-- START OF Provided records --

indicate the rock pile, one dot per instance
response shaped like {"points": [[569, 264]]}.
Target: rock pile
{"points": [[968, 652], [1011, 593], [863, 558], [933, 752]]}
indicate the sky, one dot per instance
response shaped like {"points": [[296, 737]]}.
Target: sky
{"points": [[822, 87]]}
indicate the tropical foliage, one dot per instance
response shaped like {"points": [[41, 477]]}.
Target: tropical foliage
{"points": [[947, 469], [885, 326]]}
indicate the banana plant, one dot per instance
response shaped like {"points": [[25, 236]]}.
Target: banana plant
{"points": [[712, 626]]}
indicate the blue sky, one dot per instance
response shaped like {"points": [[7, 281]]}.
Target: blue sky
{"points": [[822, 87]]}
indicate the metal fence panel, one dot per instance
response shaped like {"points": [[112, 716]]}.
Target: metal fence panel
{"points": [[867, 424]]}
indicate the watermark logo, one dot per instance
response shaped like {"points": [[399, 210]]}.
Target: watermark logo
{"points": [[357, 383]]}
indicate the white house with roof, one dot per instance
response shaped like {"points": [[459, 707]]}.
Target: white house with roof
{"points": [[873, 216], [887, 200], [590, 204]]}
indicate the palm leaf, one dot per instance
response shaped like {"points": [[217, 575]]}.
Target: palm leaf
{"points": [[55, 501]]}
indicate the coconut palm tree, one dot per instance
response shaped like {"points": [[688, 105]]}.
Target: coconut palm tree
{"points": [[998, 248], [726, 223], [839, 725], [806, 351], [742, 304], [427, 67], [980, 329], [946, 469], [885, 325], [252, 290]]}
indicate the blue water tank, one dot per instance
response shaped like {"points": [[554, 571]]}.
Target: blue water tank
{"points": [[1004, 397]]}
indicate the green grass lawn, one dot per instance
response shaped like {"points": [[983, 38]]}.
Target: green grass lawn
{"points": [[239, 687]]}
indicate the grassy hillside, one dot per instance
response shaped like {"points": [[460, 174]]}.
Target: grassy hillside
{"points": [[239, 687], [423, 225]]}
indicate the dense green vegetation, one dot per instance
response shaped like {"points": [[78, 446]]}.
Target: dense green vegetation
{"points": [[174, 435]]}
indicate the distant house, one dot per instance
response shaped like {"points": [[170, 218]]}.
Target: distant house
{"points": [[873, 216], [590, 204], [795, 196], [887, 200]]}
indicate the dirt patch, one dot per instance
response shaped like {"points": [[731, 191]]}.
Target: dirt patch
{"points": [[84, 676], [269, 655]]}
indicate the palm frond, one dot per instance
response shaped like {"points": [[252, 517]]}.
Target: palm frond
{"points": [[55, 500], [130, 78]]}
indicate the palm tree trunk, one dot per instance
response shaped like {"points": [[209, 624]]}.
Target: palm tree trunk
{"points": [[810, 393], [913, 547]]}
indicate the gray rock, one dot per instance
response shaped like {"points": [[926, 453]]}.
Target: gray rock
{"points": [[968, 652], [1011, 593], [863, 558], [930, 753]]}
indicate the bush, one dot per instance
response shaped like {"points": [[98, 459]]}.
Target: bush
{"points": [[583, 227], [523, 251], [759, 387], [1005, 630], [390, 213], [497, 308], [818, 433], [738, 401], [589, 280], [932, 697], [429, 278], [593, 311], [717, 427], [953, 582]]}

-- END OF Provided records --
-- START OF Provided records --

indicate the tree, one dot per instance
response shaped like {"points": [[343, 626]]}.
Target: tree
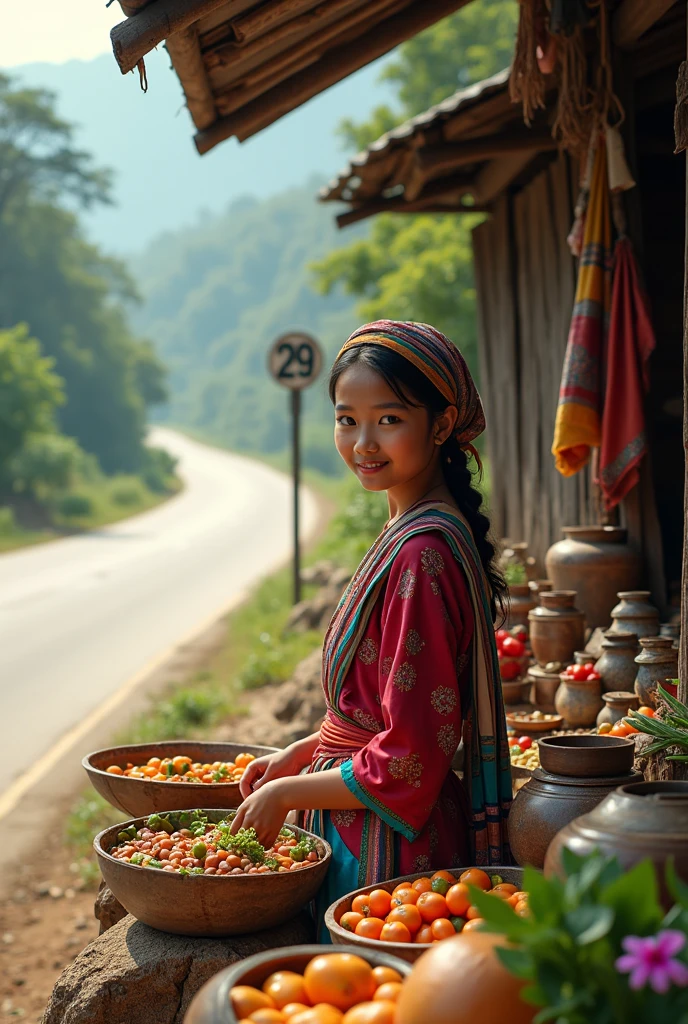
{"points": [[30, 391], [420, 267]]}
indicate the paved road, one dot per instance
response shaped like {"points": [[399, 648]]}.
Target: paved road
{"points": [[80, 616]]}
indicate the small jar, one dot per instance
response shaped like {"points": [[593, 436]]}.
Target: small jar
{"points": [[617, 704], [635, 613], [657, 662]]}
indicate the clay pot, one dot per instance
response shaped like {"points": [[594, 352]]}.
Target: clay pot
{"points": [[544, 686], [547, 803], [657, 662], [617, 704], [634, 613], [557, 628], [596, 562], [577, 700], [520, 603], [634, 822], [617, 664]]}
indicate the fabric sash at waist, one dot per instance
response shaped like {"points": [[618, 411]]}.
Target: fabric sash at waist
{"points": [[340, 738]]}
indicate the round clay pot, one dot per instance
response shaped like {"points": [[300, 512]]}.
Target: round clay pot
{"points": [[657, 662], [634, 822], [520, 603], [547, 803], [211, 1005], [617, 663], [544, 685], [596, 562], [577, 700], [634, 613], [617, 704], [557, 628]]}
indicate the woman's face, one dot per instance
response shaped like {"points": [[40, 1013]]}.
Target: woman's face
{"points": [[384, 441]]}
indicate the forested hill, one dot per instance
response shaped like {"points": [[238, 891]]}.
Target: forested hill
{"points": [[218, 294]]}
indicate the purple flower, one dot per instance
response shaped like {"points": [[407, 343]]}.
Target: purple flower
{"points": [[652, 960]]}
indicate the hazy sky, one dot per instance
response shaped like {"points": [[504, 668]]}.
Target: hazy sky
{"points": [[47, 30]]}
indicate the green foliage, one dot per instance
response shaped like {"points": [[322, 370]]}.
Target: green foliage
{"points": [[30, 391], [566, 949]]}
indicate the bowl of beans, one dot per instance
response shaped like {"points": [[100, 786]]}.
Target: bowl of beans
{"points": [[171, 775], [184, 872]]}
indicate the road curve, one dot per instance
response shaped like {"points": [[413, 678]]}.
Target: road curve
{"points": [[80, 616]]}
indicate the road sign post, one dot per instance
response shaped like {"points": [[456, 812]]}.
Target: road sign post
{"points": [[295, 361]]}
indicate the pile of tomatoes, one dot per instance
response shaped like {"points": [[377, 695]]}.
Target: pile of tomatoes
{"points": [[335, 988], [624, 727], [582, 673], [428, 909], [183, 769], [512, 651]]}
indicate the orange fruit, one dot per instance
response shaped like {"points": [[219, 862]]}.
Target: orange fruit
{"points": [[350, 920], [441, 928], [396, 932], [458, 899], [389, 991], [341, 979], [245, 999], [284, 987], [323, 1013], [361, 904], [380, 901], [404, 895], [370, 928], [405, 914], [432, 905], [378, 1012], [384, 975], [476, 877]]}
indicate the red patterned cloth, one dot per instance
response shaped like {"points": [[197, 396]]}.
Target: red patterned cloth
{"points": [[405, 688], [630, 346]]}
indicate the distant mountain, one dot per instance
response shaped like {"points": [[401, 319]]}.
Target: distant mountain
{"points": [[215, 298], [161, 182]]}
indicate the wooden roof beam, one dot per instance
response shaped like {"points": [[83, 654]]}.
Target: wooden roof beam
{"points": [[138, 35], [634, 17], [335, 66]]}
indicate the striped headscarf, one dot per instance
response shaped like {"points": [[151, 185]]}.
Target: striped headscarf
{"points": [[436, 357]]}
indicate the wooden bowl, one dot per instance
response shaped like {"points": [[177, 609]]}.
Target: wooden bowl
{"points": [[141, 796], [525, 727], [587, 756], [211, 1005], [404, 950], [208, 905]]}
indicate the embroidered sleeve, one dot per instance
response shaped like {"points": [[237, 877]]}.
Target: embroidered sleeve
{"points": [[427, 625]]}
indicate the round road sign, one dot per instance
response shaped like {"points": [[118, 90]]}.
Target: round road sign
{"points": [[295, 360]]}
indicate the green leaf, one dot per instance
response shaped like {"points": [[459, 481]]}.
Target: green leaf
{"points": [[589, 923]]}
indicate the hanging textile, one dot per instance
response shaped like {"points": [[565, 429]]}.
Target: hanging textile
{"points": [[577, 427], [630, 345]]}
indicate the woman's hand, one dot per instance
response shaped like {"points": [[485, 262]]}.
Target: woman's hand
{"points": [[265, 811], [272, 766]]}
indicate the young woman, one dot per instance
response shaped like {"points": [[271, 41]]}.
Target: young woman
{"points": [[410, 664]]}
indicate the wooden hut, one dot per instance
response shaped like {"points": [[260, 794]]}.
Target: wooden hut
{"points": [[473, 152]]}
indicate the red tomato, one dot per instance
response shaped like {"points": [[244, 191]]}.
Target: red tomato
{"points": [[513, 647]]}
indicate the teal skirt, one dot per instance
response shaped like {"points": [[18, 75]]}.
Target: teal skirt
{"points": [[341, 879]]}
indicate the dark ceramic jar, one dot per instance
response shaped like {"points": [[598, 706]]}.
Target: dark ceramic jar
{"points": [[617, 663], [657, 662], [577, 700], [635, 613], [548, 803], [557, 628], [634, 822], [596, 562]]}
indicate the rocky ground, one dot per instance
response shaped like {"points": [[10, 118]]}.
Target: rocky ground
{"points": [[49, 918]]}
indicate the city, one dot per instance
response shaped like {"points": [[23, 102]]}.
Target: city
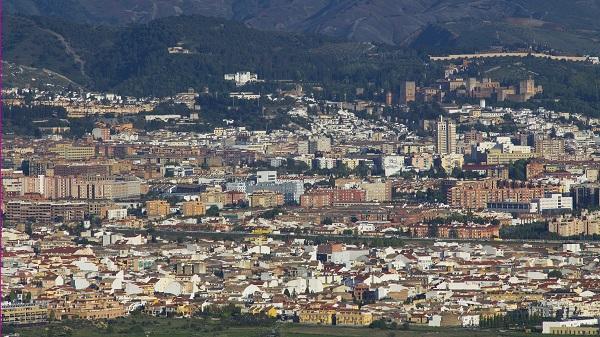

-- END OF Provided records --
-- START OF Provided records --

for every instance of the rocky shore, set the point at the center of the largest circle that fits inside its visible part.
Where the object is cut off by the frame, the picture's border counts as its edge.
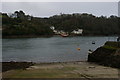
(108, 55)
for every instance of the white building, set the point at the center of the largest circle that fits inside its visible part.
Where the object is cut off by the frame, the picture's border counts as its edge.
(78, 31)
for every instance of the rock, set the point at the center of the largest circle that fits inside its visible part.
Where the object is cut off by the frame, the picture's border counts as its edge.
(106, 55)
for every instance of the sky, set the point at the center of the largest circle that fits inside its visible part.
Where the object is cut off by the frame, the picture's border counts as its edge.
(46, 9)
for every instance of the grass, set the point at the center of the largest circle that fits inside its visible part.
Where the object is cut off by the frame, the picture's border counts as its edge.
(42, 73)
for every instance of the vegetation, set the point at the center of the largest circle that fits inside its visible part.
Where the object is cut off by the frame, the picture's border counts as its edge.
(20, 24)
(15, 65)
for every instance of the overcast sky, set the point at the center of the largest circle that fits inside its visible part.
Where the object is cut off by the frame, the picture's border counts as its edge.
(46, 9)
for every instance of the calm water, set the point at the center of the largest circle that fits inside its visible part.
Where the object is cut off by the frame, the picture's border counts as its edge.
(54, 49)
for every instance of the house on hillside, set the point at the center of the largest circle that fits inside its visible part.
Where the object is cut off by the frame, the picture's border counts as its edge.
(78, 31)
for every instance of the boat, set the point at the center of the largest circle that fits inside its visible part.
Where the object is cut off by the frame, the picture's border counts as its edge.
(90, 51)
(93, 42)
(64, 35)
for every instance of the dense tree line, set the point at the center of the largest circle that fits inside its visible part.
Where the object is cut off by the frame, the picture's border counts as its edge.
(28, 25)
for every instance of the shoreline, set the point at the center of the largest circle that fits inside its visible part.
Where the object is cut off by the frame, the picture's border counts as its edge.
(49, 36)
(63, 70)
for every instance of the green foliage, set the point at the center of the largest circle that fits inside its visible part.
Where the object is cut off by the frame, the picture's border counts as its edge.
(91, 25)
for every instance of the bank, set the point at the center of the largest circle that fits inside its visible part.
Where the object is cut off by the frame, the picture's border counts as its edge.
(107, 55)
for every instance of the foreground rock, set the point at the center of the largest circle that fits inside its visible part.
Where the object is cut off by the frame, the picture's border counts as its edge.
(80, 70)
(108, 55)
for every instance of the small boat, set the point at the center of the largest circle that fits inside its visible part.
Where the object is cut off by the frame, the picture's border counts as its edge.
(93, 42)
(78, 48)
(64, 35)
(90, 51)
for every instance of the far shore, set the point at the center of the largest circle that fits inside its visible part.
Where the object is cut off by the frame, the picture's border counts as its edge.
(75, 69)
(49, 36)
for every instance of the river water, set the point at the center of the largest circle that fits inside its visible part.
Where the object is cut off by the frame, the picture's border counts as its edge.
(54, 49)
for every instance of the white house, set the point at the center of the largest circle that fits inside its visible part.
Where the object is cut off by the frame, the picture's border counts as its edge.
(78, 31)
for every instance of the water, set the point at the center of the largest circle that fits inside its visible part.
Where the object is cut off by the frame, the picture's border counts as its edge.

-- END OF Provided records --

Count the lines in the records above that contain the string "dense", with case counting. Give only the number.

3